Point localization data:
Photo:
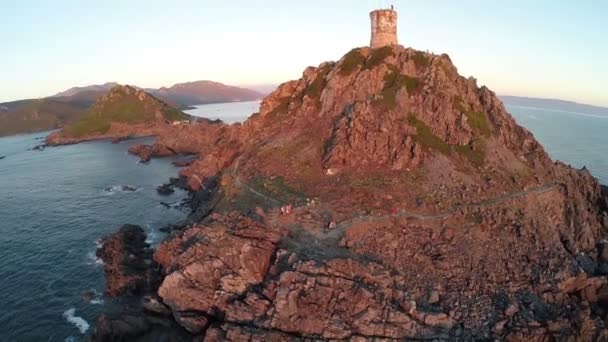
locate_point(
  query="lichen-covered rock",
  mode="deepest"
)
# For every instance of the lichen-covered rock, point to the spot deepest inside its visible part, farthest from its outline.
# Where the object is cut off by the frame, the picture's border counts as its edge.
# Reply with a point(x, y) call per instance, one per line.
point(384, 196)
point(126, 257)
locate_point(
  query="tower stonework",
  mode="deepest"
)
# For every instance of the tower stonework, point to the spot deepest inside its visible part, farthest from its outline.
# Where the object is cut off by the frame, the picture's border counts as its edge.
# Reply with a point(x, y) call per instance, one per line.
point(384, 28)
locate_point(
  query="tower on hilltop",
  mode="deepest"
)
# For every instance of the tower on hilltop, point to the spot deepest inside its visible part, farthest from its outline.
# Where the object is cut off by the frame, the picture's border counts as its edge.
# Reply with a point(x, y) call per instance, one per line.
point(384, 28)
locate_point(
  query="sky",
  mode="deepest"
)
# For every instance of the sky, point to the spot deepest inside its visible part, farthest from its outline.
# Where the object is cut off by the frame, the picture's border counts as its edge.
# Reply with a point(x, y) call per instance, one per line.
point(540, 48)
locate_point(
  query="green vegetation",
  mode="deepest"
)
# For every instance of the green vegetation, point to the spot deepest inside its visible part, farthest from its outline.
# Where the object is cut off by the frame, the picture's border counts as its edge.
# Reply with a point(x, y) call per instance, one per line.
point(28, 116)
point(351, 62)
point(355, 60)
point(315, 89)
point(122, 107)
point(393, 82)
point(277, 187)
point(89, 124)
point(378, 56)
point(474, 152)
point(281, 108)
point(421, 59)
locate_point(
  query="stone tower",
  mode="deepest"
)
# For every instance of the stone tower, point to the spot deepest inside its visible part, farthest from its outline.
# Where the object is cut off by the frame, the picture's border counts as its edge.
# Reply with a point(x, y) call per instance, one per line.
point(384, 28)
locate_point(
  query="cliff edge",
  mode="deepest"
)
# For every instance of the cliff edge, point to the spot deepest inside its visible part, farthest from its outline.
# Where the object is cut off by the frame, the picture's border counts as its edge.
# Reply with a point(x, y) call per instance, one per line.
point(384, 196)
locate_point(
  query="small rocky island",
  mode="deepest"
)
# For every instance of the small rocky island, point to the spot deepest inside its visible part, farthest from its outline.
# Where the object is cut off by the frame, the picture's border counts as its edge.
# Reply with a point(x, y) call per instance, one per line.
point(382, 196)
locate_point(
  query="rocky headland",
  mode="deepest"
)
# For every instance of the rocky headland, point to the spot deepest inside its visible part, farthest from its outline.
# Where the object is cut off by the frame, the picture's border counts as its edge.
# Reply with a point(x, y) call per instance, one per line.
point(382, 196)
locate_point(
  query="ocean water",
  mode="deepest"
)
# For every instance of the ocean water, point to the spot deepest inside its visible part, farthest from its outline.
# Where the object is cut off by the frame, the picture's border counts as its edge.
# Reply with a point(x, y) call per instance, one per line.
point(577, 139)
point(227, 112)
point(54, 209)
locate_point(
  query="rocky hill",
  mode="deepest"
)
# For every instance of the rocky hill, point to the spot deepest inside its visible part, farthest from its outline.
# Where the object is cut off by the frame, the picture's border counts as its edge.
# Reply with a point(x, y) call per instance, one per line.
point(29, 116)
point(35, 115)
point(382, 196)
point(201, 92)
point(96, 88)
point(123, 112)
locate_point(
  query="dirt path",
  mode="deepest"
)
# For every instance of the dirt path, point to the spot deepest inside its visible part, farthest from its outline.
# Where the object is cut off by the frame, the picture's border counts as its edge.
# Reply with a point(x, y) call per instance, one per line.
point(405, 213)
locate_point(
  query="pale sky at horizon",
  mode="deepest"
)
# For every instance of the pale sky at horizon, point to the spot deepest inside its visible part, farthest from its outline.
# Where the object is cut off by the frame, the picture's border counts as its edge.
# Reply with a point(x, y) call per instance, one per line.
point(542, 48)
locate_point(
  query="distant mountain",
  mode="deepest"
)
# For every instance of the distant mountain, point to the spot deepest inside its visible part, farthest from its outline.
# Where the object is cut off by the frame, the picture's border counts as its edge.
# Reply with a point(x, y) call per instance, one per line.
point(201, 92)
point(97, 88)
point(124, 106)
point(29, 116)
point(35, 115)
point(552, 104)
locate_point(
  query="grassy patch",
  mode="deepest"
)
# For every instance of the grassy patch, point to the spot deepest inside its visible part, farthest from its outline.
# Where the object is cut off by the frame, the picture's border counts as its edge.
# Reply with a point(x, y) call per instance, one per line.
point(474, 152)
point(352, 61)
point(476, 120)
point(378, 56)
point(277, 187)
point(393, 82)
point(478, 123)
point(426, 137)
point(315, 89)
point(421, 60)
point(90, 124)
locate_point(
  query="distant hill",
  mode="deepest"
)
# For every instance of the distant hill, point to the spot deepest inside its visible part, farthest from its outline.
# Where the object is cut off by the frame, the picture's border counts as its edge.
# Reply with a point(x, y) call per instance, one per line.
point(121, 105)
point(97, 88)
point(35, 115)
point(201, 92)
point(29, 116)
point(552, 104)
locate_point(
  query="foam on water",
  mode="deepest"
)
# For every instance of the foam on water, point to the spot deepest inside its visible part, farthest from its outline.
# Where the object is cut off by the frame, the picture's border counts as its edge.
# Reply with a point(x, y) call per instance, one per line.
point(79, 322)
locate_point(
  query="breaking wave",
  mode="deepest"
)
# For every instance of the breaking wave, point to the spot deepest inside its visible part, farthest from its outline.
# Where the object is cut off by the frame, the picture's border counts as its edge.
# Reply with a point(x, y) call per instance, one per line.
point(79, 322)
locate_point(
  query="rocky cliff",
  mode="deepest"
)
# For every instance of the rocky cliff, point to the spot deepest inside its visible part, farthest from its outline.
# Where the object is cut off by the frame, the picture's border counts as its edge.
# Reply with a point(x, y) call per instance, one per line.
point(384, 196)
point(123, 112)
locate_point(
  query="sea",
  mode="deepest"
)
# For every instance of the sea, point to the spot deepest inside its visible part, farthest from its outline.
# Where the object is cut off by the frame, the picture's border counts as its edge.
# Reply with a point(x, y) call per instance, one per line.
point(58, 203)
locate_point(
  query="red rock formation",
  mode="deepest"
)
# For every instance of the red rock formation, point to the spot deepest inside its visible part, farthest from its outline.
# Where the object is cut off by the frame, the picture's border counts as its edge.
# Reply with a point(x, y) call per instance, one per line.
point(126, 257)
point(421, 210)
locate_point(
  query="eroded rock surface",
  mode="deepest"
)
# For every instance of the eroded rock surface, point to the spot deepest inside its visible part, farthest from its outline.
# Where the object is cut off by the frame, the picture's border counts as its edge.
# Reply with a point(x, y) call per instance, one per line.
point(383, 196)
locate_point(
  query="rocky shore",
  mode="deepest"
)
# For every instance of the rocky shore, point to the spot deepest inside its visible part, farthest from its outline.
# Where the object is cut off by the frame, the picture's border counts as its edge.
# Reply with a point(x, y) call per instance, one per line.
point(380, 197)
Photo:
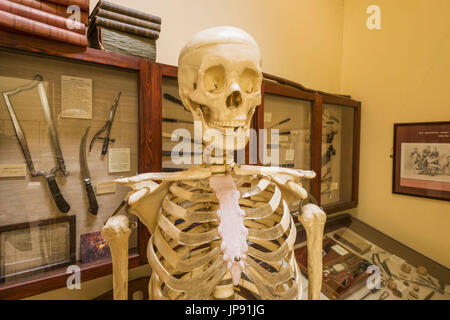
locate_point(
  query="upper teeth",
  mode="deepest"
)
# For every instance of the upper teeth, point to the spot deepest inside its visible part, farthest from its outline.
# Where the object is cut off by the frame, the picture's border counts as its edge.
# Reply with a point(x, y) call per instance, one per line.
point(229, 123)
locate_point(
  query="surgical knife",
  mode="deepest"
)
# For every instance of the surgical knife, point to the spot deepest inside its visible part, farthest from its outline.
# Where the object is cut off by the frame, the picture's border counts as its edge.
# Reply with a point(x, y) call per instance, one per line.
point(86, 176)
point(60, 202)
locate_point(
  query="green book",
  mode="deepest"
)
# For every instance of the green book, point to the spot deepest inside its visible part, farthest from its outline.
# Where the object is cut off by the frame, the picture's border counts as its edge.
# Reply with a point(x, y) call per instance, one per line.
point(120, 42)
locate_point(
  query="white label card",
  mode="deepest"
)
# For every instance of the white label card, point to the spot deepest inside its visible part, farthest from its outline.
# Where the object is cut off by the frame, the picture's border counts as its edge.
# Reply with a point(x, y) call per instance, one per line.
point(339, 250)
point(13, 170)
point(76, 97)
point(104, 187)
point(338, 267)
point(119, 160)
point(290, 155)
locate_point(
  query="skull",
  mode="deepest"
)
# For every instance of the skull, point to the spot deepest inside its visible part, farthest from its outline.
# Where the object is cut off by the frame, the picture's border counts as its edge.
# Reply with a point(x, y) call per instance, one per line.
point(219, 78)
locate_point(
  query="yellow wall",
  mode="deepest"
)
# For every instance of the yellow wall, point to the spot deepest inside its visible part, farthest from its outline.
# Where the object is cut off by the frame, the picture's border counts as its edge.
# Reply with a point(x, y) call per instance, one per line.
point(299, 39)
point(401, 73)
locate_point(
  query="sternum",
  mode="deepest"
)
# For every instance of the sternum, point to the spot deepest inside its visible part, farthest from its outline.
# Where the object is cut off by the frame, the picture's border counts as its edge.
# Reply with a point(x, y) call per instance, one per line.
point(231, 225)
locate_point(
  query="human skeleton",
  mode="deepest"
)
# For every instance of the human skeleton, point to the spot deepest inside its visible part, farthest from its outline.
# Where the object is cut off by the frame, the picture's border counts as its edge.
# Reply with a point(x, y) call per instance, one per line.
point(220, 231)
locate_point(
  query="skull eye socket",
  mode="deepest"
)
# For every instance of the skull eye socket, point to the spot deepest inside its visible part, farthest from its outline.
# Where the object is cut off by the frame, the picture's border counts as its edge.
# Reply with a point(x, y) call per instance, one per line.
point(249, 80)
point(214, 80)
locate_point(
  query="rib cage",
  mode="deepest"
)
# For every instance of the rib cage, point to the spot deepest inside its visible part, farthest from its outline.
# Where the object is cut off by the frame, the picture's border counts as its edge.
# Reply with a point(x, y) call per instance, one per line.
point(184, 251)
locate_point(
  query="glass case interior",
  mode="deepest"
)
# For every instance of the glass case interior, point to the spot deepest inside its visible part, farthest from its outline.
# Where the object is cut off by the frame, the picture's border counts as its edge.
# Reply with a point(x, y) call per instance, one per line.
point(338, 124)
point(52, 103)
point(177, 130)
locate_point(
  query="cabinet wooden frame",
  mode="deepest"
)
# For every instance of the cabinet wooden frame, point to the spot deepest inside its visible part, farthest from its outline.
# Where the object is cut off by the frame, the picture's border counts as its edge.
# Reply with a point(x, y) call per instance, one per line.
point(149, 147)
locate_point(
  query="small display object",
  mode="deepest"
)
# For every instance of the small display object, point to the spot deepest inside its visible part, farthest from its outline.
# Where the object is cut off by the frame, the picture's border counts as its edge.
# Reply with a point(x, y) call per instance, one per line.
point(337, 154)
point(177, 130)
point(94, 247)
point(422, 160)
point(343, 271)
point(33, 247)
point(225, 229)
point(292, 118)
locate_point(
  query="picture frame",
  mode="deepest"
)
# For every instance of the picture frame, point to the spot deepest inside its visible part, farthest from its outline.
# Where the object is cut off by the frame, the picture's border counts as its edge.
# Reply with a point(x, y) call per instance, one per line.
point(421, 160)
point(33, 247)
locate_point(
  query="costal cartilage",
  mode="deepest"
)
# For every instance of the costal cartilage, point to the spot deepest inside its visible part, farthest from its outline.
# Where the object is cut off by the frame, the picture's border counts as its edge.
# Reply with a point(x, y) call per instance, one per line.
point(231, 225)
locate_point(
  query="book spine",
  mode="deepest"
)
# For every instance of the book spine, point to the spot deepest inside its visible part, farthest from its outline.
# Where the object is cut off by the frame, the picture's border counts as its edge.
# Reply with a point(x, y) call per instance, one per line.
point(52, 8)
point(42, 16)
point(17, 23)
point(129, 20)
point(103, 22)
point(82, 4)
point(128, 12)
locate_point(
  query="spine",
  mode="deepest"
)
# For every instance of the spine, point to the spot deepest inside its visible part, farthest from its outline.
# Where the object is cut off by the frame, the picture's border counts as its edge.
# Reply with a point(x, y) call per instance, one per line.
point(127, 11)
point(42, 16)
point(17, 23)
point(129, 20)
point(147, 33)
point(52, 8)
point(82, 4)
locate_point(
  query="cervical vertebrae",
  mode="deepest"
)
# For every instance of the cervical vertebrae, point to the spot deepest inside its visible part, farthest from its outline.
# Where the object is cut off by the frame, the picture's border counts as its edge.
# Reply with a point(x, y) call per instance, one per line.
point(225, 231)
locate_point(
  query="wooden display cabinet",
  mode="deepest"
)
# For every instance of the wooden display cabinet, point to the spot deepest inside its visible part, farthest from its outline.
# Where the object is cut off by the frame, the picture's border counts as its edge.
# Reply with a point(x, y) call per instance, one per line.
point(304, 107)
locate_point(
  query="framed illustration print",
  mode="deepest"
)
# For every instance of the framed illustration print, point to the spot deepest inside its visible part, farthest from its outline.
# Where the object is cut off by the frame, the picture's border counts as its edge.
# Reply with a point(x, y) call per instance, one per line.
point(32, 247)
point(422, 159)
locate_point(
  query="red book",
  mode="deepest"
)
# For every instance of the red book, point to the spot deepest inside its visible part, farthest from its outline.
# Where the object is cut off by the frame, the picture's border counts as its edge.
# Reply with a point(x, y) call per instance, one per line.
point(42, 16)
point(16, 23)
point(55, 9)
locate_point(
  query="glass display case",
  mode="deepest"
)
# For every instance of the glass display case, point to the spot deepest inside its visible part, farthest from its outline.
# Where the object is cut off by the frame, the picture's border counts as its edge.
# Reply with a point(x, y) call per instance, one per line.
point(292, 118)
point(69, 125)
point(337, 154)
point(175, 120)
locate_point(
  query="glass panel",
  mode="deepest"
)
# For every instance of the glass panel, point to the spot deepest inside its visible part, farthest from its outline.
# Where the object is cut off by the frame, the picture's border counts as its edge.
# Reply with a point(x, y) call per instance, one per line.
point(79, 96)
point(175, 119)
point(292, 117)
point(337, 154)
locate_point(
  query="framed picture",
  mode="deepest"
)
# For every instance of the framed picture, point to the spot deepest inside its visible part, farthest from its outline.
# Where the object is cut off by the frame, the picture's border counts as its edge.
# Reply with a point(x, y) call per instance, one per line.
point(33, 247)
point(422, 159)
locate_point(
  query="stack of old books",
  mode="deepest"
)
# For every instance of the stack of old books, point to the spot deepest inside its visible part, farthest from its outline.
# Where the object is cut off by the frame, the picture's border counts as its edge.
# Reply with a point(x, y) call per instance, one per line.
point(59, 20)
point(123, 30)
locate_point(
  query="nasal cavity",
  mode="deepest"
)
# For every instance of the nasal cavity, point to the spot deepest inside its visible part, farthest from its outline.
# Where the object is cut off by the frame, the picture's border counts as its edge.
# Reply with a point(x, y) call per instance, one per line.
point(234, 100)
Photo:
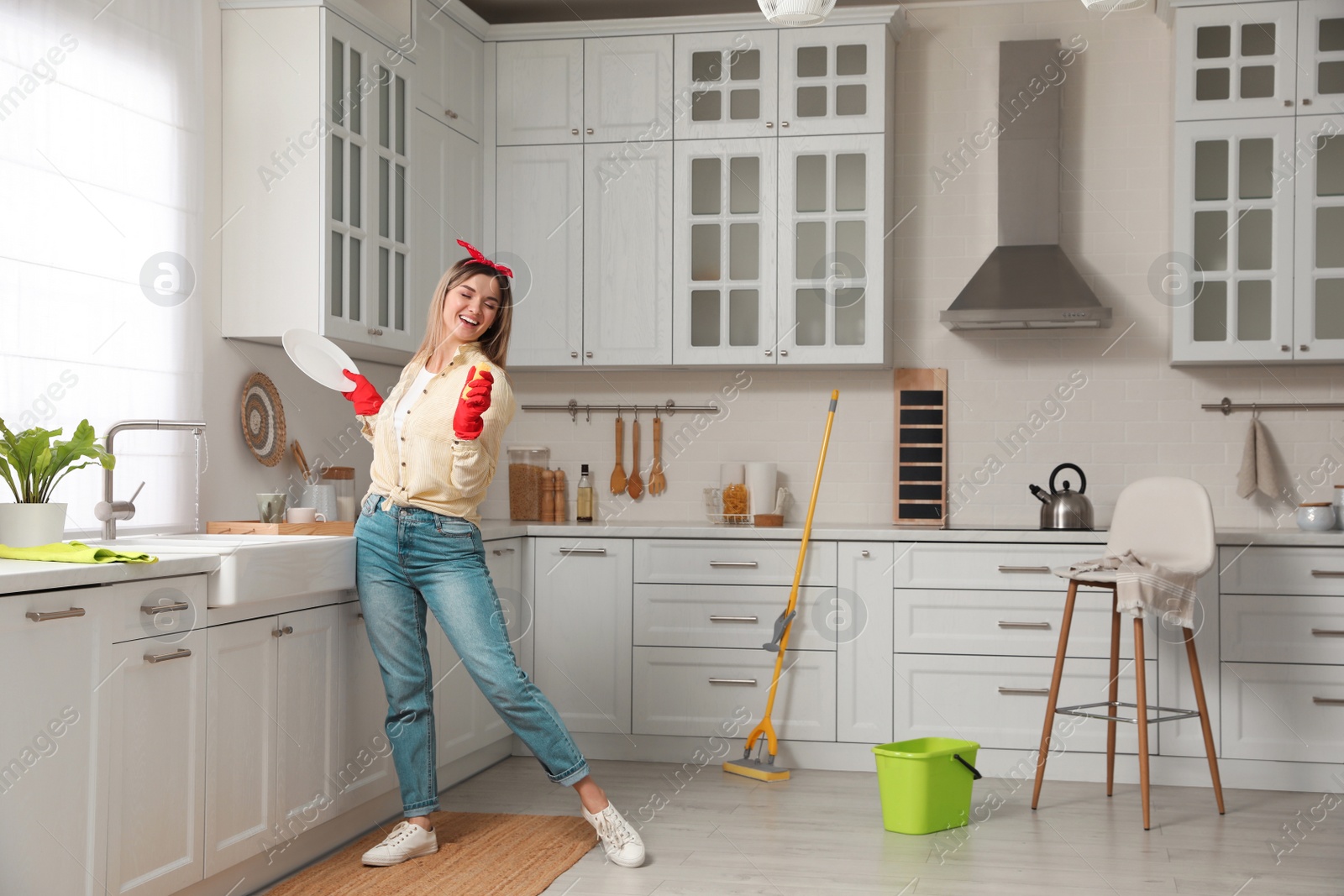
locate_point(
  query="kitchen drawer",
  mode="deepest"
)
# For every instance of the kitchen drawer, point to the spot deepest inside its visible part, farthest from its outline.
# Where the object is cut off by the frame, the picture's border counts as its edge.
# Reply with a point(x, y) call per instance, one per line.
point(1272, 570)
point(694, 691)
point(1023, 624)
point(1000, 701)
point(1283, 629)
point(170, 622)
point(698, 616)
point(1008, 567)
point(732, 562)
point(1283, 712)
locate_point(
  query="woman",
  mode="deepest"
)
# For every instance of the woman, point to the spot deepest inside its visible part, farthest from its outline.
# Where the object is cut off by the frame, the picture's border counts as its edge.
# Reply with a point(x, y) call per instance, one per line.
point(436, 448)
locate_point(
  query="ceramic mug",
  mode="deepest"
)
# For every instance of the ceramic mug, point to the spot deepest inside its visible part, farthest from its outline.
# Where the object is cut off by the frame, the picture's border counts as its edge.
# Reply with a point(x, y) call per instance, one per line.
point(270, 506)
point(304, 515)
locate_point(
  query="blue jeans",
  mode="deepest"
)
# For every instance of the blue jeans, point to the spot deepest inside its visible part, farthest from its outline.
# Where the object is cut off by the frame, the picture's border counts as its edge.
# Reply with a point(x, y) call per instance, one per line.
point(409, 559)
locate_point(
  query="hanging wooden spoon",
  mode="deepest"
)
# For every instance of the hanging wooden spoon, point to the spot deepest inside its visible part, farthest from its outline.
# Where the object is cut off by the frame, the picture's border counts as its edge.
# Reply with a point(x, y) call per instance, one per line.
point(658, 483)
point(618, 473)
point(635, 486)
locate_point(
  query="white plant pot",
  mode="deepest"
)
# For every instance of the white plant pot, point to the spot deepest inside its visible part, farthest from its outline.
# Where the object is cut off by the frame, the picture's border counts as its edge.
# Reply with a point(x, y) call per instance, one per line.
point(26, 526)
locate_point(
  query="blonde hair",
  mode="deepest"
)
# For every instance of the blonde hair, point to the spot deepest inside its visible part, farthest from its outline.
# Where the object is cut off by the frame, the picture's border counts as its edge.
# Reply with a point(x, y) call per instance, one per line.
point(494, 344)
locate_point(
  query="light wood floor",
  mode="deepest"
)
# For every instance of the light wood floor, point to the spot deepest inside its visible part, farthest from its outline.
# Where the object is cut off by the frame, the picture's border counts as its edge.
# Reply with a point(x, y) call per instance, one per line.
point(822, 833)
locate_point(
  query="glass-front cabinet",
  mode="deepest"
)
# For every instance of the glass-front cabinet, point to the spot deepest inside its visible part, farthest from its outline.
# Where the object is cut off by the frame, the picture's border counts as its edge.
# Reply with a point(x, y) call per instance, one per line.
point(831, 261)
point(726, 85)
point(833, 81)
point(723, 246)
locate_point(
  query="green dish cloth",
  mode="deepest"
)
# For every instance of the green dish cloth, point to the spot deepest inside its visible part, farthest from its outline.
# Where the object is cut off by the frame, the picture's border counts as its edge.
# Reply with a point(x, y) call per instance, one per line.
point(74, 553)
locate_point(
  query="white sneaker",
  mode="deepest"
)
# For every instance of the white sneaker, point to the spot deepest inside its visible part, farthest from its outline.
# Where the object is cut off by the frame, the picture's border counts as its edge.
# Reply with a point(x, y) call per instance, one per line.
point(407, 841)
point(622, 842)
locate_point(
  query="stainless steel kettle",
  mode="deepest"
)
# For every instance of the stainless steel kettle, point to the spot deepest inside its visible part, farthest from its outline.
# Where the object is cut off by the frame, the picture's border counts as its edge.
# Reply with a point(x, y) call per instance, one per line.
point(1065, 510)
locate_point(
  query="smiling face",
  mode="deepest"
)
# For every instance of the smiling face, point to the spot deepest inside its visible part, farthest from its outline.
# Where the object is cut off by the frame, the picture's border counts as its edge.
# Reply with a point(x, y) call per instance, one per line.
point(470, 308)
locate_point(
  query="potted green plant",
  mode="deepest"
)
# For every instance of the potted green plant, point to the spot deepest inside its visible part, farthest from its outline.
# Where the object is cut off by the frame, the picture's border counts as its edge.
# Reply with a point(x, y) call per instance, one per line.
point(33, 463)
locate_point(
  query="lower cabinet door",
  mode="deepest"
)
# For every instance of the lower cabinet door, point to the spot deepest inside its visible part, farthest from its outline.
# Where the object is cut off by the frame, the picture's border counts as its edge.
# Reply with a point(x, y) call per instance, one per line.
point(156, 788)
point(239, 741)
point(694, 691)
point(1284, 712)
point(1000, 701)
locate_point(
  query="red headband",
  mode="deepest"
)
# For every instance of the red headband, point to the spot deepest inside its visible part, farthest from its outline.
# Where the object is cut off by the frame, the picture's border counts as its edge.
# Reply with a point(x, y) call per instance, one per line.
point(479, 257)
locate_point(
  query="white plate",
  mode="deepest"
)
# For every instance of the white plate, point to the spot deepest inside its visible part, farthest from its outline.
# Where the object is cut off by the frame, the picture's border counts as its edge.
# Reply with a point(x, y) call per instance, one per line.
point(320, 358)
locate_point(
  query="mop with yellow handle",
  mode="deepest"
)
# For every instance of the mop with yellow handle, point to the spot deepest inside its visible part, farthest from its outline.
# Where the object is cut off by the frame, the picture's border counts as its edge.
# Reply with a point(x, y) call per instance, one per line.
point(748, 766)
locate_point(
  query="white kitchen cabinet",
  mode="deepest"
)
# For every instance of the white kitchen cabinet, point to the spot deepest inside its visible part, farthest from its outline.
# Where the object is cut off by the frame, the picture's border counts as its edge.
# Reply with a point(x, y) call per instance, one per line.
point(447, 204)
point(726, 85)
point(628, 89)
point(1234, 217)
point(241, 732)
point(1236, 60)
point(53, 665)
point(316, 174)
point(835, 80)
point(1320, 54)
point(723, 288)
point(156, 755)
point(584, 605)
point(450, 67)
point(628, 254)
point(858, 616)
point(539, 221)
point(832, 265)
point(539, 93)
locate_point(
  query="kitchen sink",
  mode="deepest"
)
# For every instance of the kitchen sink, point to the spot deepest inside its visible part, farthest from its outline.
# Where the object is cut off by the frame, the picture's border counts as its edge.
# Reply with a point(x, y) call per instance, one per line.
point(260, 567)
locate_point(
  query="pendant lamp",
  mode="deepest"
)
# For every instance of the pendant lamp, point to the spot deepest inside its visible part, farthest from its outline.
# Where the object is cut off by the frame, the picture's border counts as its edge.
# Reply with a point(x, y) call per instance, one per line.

What the task requires:
A complete answer lists each line of the data that holds the word "path".

Task response:
  query="dirt path",
# For every instance of the dirt path, point to the spot deepest inside its visible part, farthest from its outline.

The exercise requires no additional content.